TEXT TO READ:
-=-=-=-=-
Someone posted a cute pic of several fluffy little baby chicks in a bucket and all I could think was “KFC preview.”
Netflix, stop making me wait 15 seconds between episodes. I can’t click because I’m eating cereal and a sandwich.
Want to binge on sugar but all I’ve got are gummy vitamins so I’m about to get mad healthy
My seven year old just said, “I kinda want to experience being a dad but I kinda don’t want to get married” Should I ask him more questions.
Wait for it
Me: “Come on, what’s the worst that could happen?”
My Brain: “Let’s start an alphabetized list categorized by subject and severity, and when we run out of letters we’ll use numbers, and then hold on I should be writing this down”
The folks who named Good & Plenty just flat-out phoned it in.
*Hulk smashes thru courtroom wall*
SOMEONE ASK FOR INCREDIBLE WITNESS?!
Judge- no, CREDIBLE!
Hulk- shit HULK VERRY SORRY BOUT YOUR WALL
Papa john’s: order a pizza!
-=-=-=-=-
DIRECTIVES:
1. In the collection of joke posts, how long does Netflix make the writer wait between episodes?
2. Continue the collection of joke posts from its last line.
The data after this passage comes from a different source.

DATA SHOWN:
-=-=-=-=-
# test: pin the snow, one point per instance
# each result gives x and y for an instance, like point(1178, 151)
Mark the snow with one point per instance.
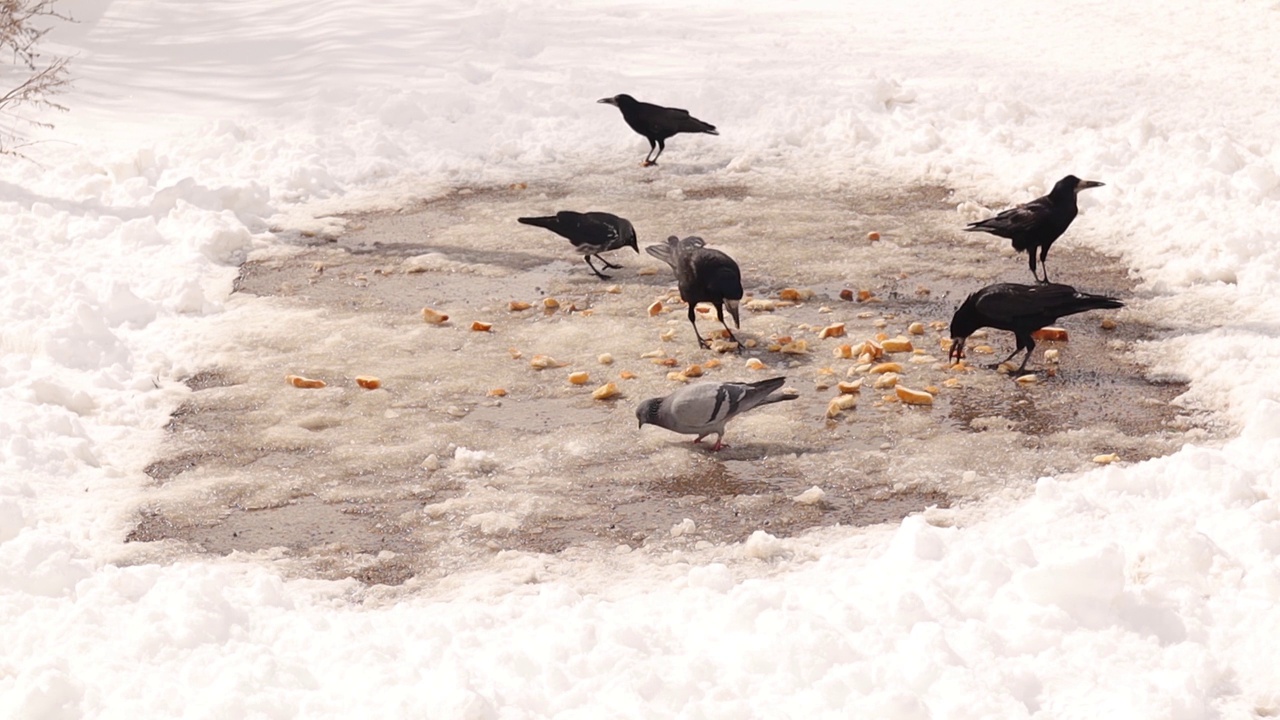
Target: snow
-=-=-=-=-
OUTPUTS:
1. 15 seconds.

2.
Mama john’s: we have pizza at home
Cop: I pulled you over because your driving has been erratic
Me: oh, I think the guy in my trunk was trying to communicate with me via Morse code
Cop: what
Me: what
A shower so cold, you call it by your exes name
NALA: Why can’t you be the king I know? The king you have inside you?
SIMBA: That doesn’t make sense. I think I’d remember if I ate a king.
Watermelon. The fruit that comes with a workout.
280 characters, baby, and you know what that means:
OXFORD COMMAS.
OXFORD COMMAS AS FAR AS THE EYE CAN SEE!
Scientists are just wizards who don’t take fashion risks.
7-year-old: *telling me the rules of a game she made up* The goalies get swords.
Me: I am so in.
If you don’t want me to sing at your kids then don’t name them Roxanne.
Waiter: What kind of mustard, sir?
Me: French please
Garçon: Pardon, quelle sorte de moutarde, monsieur?
I have this odd feeling that I’m going to be that crazy old lady that yells at everyone to get off the lawn.
From my apartment balcony.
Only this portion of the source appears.